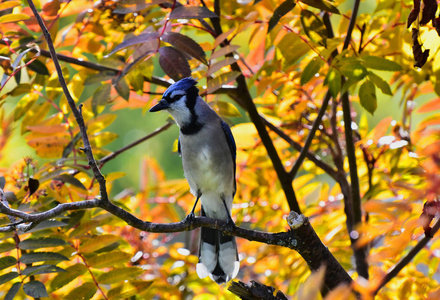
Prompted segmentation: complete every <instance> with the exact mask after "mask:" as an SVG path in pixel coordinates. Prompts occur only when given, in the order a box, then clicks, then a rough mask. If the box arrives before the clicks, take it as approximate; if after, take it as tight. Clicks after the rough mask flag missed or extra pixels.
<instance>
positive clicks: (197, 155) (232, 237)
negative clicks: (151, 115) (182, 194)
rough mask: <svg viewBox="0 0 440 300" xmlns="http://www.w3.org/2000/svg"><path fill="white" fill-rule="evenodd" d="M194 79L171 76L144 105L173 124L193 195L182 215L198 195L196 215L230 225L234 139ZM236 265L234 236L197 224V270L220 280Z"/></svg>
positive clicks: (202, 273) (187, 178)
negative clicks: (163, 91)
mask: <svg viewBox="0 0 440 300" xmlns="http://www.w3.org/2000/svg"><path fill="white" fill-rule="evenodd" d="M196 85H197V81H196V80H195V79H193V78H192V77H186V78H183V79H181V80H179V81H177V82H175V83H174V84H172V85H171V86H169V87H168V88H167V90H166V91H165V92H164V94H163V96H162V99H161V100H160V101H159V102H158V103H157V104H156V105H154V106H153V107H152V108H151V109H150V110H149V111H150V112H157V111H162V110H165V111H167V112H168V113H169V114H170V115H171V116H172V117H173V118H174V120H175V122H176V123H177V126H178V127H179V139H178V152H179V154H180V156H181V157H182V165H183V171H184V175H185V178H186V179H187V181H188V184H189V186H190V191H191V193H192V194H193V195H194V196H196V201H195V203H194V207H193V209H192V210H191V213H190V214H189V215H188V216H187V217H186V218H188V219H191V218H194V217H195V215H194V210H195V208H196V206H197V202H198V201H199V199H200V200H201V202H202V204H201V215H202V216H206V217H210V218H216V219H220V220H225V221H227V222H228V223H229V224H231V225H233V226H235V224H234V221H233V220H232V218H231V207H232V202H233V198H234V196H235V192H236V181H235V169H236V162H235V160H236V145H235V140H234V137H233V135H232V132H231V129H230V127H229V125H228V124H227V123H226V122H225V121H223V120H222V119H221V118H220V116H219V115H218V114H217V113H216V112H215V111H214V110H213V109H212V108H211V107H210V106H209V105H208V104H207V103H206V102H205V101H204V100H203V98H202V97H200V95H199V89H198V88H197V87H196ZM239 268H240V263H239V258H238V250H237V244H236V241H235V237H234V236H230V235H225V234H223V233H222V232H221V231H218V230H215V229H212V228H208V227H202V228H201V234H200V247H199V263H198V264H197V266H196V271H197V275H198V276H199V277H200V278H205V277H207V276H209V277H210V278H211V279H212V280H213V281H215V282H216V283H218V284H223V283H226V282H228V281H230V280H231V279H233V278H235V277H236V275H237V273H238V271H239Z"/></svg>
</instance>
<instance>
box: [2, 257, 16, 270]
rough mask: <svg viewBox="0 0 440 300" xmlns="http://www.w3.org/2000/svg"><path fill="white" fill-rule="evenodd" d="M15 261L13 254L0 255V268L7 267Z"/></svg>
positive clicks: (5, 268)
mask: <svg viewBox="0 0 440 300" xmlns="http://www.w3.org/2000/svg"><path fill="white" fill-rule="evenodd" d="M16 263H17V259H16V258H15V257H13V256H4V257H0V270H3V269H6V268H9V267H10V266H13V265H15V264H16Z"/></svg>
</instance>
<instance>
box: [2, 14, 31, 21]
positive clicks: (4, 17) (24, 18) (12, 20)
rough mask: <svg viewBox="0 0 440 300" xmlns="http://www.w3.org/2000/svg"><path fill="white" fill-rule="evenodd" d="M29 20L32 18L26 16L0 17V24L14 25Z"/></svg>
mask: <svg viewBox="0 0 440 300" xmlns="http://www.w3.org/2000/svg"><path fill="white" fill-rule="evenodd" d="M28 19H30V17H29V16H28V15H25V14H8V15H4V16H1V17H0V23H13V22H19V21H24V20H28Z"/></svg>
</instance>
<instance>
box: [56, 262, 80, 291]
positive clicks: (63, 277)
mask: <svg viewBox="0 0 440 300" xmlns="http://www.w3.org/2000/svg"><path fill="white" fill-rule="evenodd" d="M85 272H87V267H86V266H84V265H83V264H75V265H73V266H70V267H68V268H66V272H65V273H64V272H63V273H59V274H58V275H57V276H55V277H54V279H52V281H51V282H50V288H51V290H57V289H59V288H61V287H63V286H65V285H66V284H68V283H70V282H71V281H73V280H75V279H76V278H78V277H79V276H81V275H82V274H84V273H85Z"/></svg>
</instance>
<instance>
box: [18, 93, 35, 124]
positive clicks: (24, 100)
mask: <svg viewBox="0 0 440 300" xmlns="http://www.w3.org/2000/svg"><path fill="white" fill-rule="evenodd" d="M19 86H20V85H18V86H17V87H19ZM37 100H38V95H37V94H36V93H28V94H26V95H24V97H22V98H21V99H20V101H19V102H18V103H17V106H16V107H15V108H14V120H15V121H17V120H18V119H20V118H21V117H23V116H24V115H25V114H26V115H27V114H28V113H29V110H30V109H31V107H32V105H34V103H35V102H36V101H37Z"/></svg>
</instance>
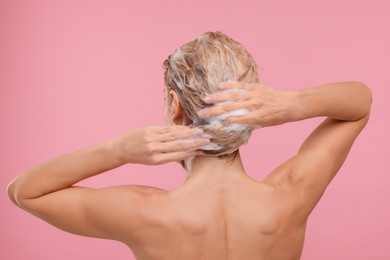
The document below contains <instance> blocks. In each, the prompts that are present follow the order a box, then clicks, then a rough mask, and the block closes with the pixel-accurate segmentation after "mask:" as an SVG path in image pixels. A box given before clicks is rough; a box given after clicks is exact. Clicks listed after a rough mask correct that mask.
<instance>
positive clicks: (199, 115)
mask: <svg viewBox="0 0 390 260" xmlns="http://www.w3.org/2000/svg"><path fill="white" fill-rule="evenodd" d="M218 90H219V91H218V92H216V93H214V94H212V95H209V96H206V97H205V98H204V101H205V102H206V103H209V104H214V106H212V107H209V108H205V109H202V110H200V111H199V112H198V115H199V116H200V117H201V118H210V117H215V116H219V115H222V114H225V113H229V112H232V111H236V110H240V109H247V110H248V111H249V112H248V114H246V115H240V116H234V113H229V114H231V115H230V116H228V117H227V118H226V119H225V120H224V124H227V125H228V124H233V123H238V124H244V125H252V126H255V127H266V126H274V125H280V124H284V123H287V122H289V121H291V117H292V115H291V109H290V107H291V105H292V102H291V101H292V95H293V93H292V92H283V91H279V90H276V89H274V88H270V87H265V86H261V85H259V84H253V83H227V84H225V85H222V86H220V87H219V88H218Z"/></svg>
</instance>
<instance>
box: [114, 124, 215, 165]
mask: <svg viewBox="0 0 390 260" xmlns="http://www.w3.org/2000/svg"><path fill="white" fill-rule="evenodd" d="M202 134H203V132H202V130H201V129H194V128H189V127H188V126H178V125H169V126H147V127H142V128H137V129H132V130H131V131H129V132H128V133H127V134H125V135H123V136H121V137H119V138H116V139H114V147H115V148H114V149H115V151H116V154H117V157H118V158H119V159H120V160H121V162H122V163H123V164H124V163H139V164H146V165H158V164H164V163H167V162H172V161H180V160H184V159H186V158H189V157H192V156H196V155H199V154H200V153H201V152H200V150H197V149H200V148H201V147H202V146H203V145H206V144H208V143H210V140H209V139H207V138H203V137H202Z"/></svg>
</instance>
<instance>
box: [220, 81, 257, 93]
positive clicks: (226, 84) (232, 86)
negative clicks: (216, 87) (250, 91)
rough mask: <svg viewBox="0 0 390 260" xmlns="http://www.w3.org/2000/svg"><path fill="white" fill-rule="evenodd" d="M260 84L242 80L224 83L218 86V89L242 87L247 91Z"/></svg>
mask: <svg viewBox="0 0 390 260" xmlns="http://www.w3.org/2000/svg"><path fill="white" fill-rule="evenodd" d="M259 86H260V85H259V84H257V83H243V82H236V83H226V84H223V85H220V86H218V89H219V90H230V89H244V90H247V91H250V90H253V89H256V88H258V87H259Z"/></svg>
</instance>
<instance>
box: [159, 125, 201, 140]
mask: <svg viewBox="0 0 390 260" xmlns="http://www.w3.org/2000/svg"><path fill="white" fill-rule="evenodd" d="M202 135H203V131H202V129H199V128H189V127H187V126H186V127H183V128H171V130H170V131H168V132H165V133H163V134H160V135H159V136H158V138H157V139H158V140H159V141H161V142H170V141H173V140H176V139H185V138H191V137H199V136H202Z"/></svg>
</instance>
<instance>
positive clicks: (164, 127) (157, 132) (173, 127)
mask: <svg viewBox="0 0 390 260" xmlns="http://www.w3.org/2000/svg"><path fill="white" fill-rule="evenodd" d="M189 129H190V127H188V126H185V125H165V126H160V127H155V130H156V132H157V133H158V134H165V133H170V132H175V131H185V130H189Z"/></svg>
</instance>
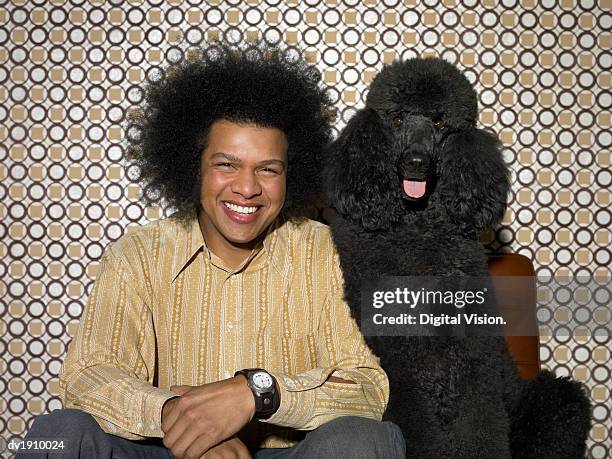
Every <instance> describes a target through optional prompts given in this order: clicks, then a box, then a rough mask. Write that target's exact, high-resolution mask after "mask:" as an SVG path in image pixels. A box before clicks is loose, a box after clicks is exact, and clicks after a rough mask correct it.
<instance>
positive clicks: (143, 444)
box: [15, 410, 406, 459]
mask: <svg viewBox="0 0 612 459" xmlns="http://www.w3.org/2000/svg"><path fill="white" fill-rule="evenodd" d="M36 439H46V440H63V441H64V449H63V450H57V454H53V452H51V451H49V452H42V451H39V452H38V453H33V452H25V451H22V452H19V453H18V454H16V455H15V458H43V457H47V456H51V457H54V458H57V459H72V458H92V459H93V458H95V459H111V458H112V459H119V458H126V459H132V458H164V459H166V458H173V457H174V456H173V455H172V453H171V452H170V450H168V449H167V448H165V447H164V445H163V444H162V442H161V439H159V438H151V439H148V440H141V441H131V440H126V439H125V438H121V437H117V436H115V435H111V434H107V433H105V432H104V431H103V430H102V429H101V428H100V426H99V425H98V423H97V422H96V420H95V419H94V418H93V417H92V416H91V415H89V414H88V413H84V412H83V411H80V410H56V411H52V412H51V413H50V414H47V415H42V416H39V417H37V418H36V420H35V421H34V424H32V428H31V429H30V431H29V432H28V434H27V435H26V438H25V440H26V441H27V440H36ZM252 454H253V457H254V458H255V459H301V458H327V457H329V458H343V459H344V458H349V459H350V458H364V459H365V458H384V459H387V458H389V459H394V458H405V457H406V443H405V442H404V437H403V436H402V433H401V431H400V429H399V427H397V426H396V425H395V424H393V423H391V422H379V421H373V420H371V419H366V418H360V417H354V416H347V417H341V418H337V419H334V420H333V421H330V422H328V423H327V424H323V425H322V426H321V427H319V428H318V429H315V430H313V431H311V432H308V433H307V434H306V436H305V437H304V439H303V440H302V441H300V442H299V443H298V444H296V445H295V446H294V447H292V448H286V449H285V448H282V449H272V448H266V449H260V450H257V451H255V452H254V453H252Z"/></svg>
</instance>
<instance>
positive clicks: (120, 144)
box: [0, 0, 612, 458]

=== ASSIGNMENT ===
Copy the rows from the beginning through the line containing "positive clicks: (202, 273) (187, 178)", swapping "rough mask" for "coarse mask" and keeping everything else the same. Leave the pictures out of your copy.

=== PROBLEM SOLUTION ===
Prompted segmentation: complete every <instance> with the exact mask after "mask:" as an SVG path in pixel coordinates. Prompts occur only when given, in the order a box, then clicks, then a coarse mask. If the box arrives before the clicks, take it as approximate; if after, take it as tight. Clicks after the coarse mask flag missed or extra pixels.
<instance>
positive clicks: (197, 155) (232, 237)
negative clicks: (151, 115) (182, 194)
coarse mask: <svg viewBox="0 0 440 300" xmlns="http://www.w3.org/2000/svg"><path fill="white" fill-rule="evenodd" d="M194 79L171 76L144 105L173 124L193 195L182 215L198 195L196 215L230 225L234 139ZM236 265L234 236L197 224V270L220 280Z"/></svg>
positive clicks: (202, 273) (187, 178)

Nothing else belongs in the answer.